Automotive embedded software has become critical to the functionality, desirability, and performance of modern vehicles. Software plays a key role in providing users with intuitive and exciting experiences while also improving vehicle efficiency, performance, and safety. Everything from navigation and infotainment systems to advanced driver assistance systems (ADAS) relies on embedded software applications.

The broader trends of vehicle electrification, connectivity, autonomy, and shared mobility will drive additional changes in the automotive embedded software landscape. Vehicle software features will integrate with cloud-based capabilities to enhance passenger and service-oriented features. Furthermore, electrical and electronic (E/E) architectures are centralizing and becoming modular while software features and functionality are being standardized across OEM product lines.

To keep up with these new technologies and organizational structures, as well as functional safety standards such as ISO 26262, existing development processes and methodologies are rapidly evolving. In this blog, we will discuss the process evolutions that OEMs are undertaking at a high level to keep pace with a changing automotive landscape.

**GIVEN TASK 1:** In the piece on automotive embedded software, translate this sentence into Spanish: "Vehicle software features will integrate with cloud-based capabilities to enhance passenger and service-oriented features."
**GIVEN TASK 2:** Pick up the piece on automotive embedded software after its last sentence and keep writing.
The records that come next have nothing to do with this.

**RECORDED INFORMATION:**
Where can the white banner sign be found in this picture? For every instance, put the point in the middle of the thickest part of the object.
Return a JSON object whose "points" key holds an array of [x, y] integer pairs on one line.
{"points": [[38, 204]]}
==
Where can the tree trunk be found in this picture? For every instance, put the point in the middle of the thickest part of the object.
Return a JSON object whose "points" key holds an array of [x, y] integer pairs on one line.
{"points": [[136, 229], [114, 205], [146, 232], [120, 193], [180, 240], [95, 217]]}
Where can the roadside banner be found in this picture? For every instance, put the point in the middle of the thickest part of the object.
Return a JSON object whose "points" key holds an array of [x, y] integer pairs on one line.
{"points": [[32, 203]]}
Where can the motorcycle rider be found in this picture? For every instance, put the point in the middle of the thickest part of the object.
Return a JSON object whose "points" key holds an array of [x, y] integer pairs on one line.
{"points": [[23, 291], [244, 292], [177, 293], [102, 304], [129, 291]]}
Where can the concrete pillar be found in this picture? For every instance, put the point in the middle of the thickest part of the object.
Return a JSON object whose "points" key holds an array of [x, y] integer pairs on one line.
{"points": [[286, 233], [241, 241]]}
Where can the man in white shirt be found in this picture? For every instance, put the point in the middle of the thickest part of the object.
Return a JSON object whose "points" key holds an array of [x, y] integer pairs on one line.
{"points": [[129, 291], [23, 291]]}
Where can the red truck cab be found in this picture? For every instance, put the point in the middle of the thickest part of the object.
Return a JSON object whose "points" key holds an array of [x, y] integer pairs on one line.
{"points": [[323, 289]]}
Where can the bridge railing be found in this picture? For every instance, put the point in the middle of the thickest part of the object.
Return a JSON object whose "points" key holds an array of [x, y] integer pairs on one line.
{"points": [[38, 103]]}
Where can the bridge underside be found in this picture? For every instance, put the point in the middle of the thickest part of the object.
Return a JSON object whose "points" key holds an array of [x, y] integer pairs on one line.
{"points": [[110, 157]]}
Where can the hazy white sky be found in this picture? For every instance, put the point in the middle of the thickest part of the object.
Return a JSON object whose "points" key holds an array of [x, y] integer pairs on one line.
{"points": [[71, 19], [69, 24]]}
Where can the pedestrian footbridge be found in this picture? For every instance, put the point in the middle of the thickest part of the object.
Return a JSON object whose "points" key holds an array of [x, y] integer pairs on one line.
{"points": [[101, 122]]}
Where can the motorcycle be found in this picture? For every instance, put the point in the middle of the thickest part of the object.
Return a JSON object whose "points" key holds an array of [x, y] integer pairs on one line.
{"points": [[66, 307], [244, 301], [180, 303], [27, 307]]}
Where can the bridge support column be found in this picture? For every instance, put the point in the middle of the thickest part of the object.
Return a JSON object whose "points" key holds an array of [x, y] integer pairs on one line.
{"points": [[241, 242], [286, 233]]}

**EXERCISE OUTPUT 1:** Las funciones de software del vehículo se integrarán con capacidades basadas en la nube para mejorar las funciones orientadas a los pasajeros y a los servicios.

**EXERCISE OUTPUT 2:**
Automotive embedded software development is an intricate process involving multiple domains, such as mechanical, electrical and electronics (E/E), and software, across several organizations, including powertrain, chassis, body, E/E, IT, research, and advanced-engineering. Each of these domains and organizations work together to develop a comprehensive set of vehicle platform features (figure 1). But, the increasing complexity of automotive embedded software places additional pressure on the ability of cross-organizational and cross-domain teams to effectively collaborate at a grass-roots level. These interactions, and the massive amount of resulting data artifacts, need to be managed across the development lifecycle. Accurate and clear engineering data must be available to the relevant teams as needed to ensure the coverage of the functional definition and the quality of information.

Figure 1: Automotive embedded software development is a highly complex task that involves many organizations across varying engineering domains.

Additionally, software and vehicle development teams operate on different cadences. OEMs usually use vehicle milestones to track overall system-level vehicle features, changes, and updates. Meanwhile, software development is accomplished through fast-paced AGILE or hybrid AGILE flows. The discrepancy between these development methodologies can create checkpoint issues that hinder progress. For example, the software teams may have to wait for system-level updates that may not be ready for general consumption until the next milestone. Likewise, software teams may be under pressure to produce a software build for the next milestone, compromising quality to meet a deadline.

The conflicting development methodologies between software and product teams cause additional challenges. Tracing and visibility of information from application to system-level is much more difficult as software continuously grows in complexity. As hardware and software mature at different rates, assessing the completeness of software applications, and features, and their compatibility with vehicle systems becomes very difficult.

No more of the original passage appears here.